> Problem statement
Write out all of the lines below, exactly and completely.

━━━━━ Records for this task ━━━━━

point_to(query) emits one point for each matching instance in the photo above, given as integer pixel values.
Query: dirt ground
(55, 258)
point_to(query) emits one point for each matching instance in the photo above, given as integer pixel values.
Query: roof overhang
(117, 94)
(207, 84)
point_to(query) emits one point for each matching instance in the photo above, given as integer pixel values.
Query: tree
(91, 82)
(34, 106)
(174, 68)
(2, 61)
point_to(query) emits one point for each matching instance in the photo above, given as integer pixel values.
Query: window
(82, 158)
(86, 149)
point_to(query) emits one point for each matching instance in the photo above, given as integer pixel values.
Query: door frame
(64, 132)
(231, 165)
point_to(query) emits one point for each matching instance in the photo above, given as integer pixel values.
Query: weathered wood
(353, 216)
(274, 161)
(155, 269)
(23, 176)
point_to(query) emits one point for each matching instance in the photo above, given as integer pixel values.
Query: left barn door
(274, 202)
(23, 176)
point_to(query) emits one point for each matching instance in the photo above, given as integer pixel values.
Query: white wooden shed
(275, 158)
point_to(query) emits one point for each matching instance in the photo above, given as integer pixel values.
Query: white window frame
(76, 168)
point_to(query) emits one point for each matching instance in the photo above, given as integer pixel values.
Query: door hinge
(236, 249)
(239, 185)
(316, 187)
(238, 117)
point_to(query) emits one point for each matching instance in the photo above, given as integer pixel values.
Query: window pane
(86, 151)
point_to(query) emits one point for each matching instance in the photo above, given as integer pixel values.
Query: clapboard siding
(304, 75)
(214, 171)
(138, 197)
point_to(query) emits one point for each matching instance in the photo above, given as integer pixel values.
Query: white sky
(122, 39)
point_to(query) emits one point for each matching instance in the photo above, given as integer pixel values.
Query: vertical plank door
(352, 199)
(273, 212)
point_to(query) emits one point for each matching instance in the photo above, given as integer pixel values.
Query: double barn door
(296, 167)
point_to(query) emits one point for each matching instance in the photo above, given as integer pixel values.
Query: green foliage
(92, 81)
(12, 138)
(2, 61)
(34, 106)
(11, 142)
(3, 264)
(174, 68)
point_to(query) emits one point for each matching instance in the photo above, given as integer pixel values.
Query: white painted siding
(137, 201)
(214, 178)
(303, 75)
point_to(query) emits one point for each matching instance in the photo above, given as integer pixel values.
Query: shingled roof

━━━━━

> Answer below
point_to(query) emits one point for each matching instance in the photo above, given as integer pixel values.
Query: dirt ground
(55, 258)
point_to(query) emits one point for each matching instance in the photo above, given as integer pixel values.
Query: roof overhang
(117, 94)
(207, 84)
point_to(query) emits one point for each matching instance in the photo above, given as integer pixel values.
Query: tree
(91, 82)
(34, 106)
(174, 68)
(2, 61)
point_to(query) emits one point for each matching instance in the photo above, given as integer pixel values.
Query: window
(82, 158)
(86, 149)
point_to(query) emits one point for each matching instance in the photo above, given as integer pixel values.
Query: door frame
(64, 132)
(231, 165)
point_to(query) emits one point for each matching instance in the photo above, given as integer pixel values.
Query: weathered wood
(353, 216)
(274, 161)
(155, 269)
(23, 176)
point_to(query) emits one point for each matching instance in the photo above, given as integer pixel values.
Query: left barn door
(274, 202)
(23, 176)
point_to(query) emits one point for each matching instance in the photo above, given as integer pixel values.
Query: white wooden shed
(275, 158)
point_to(query) emits one point for each matching instance in the photo above, given as integer pixel values.
Query: white window frame
(76, 168)
point_to(query) emits one point for each matching instance in the photo above, given as integer pixel values.
Query: door hinge
(236, 249)
(239, 185)
(316, 187)
(238, 117)
point_to(query) emits one point for each matching instance in the photo above, given as integer pixel values.
Query: window pane
(86, 151)
point_to(query) emits one point for each matching instance in the photo above, given as integer pixel values.
Query: clapboard siding
(304, 75)
(214, 171)
(138, 197)
point_to(query) emits one point for each matching instance in the photo above, given as integer pixel values.
Query: white sky
(122, 39)
point_to(query) emits one point for each matching instance in the photo above, given as integer pixel values.
Query: vertical plank door
(352, 199)
(273, 212)
point_to(query) emits one point for each matching instance in the photo above, given as integer pixel values.
Query: double barn door
(296, 167)
point_to(query) emits one point for each matching instance in the photo above, given as integer pixel values.
Query: green foliage
(92, 81)
(12, 138)
(2, 61)
(34, 106)
(11, 142)
(3, 264)
(174, 68)
point_to(query) emits one point for each matching instance in the photo above, given as integer pixel values.
Query: white painted siding
(137, 201)
(214, 178)
(303, 75)
point_to(query) emits one point for each matching instance in the photo above, given as integer pixel values.
Query: shingled roof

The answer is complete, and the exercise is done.